# Task goal
Without altering anything, output the material below.

# Dataset

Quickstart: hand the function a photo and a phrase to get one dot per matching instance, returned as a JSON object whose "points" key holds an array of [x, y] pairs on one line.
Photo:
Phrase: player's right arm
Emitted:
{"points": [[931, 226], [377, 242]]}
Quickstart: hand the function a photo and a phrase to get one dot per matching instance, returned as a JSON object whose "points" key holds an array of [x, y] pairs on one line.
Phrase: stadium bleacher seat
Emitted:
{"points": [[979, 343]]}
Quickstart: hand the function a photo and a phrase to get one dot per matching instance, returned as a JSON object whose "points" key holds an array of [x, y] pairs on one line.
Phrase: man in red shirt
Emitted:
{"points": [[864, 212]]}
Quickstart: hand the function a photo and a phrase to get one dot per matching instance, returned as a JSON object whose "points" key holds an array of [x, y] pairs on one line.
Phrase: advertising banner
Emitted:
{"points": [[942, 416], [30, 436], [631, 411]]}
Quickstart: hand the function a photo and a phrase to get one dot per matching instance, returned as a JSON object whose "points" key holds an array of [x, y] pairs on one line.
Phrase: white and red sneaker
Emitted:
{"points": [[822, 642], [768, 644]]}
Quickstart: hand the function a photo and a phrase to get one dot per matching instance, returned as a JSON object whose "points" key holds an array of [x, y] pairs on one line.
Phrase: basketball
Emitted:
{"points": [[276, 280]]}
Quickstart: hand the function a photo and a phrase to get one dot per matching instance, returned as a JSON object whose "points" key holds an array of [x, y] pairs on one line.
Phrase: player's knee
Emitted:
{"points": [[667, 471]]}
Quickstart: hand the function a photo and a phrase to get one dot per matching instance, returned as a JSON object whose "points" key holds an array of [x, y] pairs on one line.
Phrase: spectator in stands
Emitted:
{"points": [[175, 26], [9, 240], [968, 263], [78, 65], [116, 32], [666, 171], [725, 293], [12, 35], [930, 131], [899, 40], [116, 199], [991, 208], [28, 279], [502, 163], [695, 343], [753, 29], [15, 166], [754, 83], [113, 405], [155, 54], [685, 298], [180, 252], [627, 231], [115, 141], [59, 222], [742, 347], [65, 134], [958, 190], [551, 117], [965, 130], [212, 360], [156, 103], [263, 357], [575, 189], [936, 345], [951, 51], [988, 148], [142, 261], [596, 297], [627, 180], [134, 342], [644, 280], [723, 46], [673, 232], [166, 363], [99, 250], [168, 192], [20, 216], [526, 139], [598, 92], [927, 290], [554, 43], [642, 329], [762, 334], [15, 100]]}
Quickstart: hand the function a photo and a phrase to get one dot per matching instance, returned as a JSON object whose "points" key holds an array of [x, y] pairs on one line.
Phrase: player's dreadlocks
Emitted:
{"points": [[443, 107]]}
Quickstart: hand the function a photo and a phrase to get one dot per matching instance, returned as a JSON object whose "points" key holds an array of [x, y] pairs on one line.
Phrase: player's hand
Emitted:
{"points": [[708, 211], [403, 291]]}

# Solution to this problem
Quickstart: hand the function a photo and a phrase to get one dot per matching instance, returned as a JSON object whose "points" key holds an array of [x, y] pairs on one line.
Photo:
Phrase: player's right arm
Emitted:
{"points": [[931, 226], [377, 242]]}
Quickstart: hand the function a photo and a phrase to get one dot per matching instance, returned as a JSON object whose "points" key holds an array of [x, y] pairs on one line.
Phrase: stadium bleacher seat
Emitted:
{"points": [[979, 343]]}
Quickstart: hand the function a photo and a phrase to get one dot per matching instance, returned as a JSON object whose "points" key holds an array of [x, y] pairs on one line.
Phrase: man in red shirt
Emitted:
{"points": [[864, 212]]}
Quickstart: hand the function a photo and a phrase to get one dot per matching instance, returned as a JSON object whose "points" key holds an array of [x, y] pairs on one line.
Phrase: advertising banner
Emitted:
{"points": [[942, 416], [30, 436], [631, 411]]}
Quickstart: hand the function a photo and a phrase to get one dot per matching instance, returned as a JSON object whose "points" key holds an array of [x, y] pairs on one line.
Phrase: white and red sneaker
Emitted:
{"points": [[822, 642], [768, 644]]}
Quickstart: hand the function a photo and a phrase to get one dot per matching instance, returned as a JSON object whose "points" key holds an array of [x, y] pairs on one line.
Phrase: basketball
Emitted:
{"points": [[276, 280]]}
Quickstart: hand the function a photo and a phrase to get one dot per matching instance, returned as a JSON object whose "points" key holds an array of [x, y] pairs on one line.
Phrase: player's knee
Emitted:
{"points": [[667, 471]]}
Quickstart: hand the function a photo and a phrase to get one dot per matching instance, returned as a JSON object whose "points" key holds an array of [x, y] pairs on one line.
Phrase: spectator in stands
Emitted:
{"points": [[175, 26], [9, 240], [968, 263], [78, 65], [116, 32], [666, 171], [725, 293], [12, 35], [930, 131], [899, 40], [116, 199], [991, 208], [28, 279], [502, 163], [695, 343], [753, 29], [15, 166], [754, 83], [113, 405], [155, 54], [685, 298], [180, 252], [627, 231], [115, 141], [59, 222], [742, 347], [65, 134], [958, 190], [551, 117], [965, 130], [212, 360], [156, 103], [263, 357], [575, 189], [936, 345], [951, 51], [988, 148], [142, 261], [596, 297], [627, 180], [134, 342], [644, 280], [723, 46], [673, 232], [166, 363], [99, 250], [168, 192], [20, 216], [526, 139], [598, 92], [927, 290], [554, 43], [642, 329], [762, 334], [15, 100]]}
Quickstart: hand the function a photo and a phrase to get one dot per matching instance, returned as a JSON object whose "points" key holds an array of [x, y] pairs on one line.
Phrase: player's dreadlocks
Emitted:
{"points": [[443, 107]]}
Quickstart: hand the function a photo and a phrase to get one dot per matching instance, returned as a JSON object whose "points" key holds an array of [x, y] pairs on one line.
Phrase: player's hand
Emitted:
{"points": [[708, 211], [403, 291]]}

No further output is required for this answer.